Task statement = Reproduce the material below line for line, with no changes at all.

Data rows =

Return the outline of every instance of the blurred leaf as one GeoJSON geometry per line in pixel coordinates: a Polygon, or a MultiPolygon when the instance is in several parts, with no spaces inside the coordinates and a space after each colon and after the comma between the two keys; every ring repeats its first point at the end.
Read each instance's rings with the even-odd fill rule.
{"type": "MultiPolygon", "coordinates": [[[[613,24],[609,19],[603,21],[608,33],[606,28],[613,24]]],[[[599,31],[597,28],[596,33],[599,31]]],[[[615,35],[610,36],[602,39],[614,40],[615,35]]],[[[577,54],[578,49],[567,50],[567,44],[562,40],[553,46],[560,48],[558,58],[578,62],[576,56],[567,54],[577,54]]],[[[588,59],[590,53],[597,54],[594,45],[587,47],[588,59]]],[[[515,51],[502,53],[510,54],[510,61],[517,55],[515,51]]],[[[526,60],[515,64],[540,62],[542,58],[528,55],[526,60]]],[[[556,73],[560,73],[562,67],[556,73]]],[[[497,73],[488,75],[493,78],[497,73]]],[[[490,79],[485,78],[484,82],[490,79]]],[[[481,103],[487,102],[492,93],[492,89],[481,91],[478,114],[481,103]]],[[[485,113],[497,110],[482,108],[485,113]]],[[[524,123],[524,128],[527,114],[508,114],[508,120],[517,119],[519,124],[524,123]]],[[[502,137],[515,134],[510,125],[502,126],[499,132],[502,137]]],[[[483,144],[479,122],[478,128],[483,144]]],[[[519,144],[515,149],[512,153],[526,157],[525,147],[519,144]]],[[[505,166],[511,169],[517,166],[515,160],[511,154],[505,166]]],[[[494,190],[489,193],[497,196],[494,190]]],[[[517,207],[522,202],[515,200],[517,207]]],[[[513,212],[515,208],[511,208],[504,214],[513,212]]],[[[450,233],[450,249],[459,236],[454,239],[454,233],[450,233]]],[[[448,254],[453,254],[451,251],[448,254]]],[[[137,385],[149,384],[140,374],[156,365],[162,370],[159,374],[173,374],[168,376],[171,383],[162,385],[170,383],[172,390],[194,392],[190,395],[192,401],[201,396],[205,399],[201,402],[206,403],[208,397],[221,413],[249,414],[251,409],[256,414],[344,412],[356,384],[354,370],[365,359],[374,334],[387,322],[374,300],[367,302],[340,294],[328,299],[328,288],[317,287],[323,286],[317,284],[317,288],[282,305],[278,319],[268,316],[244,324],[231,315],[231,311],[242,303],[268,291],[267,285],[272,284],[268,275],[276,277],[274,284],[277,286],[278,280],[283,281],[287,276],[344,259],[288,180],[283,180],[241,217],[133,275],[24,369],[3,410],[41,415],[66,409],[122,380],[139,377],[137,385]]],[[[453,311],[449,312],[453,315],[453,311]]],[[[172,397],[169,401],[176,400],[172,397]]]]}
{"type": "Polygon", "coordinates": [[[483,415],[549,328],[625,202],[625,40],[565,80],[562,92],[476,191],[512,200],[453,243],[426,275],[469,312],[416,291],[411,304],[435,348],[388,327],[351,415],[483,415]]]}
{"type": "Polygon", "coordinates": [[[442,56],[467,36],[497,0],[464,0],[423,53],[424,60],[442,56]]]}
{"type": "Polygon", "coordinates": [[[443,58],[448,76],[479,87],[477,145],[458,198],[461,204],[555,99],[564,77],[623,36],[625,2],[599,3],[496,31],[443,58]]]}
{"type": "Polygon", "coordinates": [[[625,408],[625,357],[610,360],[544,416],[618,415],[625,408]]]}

Answer in full =
Return the outline of every instance of the blurred leaf as one GeoJSON geometry per line in pixel coordinates: a Polygon, or a MultiPolygon when the instance is in several parts, with no spaces inside the coordinates and a space after each colon and after the comma between the two keys; every ring repeats its first point at the end.
Read each instance's rings with the even-odd fill rule.
{"type": "MultiPolygon", "coordinates": [[[[613,24],[609,19],[603,21],[608,33],[606,28],[613,24]]],[[[599,31],[597,28],[596,33],[599,31]]],[[[615,35],[610,36],[602,39],[614,40],[615,35]]],[[[577,54],[578,49],[567,50],[567,44],[562,40],[553,46],[560,48],[558,58],[578,62],[576,56],[567,54],[577,54]]],[[[588,59],[590,53],[597,54],[594,45],[587,47],[588,59]]],[[[515,51],[502,53],[510,54],[510,61],[517,55],[515,51]]],[[[526,60],[515,64],[540,62],[542,58],[528,55],[526,60]]],[[[556,73],[560,73],[562,67],[556,73]]],[[[497,73],[488,75],[493,78],[497,73]]],[[[490,79],[485,78],[484,82],[490,79]]],[[[481,103],[487,102],[492,93],[492,89],[481,91],[478,114],[481,103]]],[[[485,113],[497,110],[482,108],[485,113]]],[[[524,123],[524,128],[527,114],[508,114],[508,120],[517,119],[519,124],[524,123]]],[[[502,137],[515,134],[510,125],[502,126],[499,132],[502,137]]],[[[483,144],[479,122],[478,128],[483,144]]],[[[519,144],[515,149],[512,153],[526,157],[525,147],[519,144]]],[[[505,166],[511,169],[517,166],[515,160],[511,154],[505,166]]],[[[494,190],[489,193],[497,196],[494,190]]],[[[517,207],[522,202],[515,200],[517,207]]],[[[513,212],[515,208],[511,208],[504,214],[513,212]]],[[[450,233],[450,249],[459,236],[454,239],[454,233],[450,233]]],[[[448,254],[453,254],[451,251],[448,254]]],[[[137,385],[149,384],[140,374],[156,365],[162,370],[159,374],[173,374],[168,376],[171,383],[162,385],[170,383],[172,390],[194,392],[190,395],[192,401],[201,396],[205,399],[201,402],[206,403],[208,397],[221,413],[249,414],[251,409],[256,414],[344,412],[356,384],[354,370],[365,359],[374,334],[387,322],[374,300],[367,302],[340,294],[328,299],[328,288],[317,287],[323,286],[317,284],[317,288],[282,305],[278,319],[268,316],[244,324],[231,315],[231,311],[242,303],[268,291],[267,285],[272,284],[268,275],[276,277],[274,284],[277,286],[278,280],[283,281],[287,276],[344,259],[288,180],[283,180],[241,217],[133,275],[24,369],[3,410],[41,415],[66,409],[122,380],[139,377],[137,385]]],[[[453,311],[449,312],[453,315],[453,311]]],[[[172,397],[169,401],[176,400],[172,397]]]]}
{"type": "Polygon", "coordinates": [[[483,415],[549,328],[625,202],[625,40],[565,80],[562,92],[476,191],[512,200],[453,243],[426,275],[469,312],[416,291],[411,304],[435,348],[388,327],[351,415],[483,415]]]}
{"type": "Polygon", "coordinates": [[[442,56],[467,36],[497,0],[464,0],[423,53],[424,60],[442,56]]]}
{"type": "Polygon", "coordinates": [[[443,58],[448,76],[479,87],[477,145],[458,198],[461,204],[555,99],[564,77],[623,36],[625,2],[599,3],[496,31],[443,58]]]}
{"type": "Polygon", "coordinates": [[[625,408],[625,357],[610,360],[544,416],[618,415],[625,408]]]}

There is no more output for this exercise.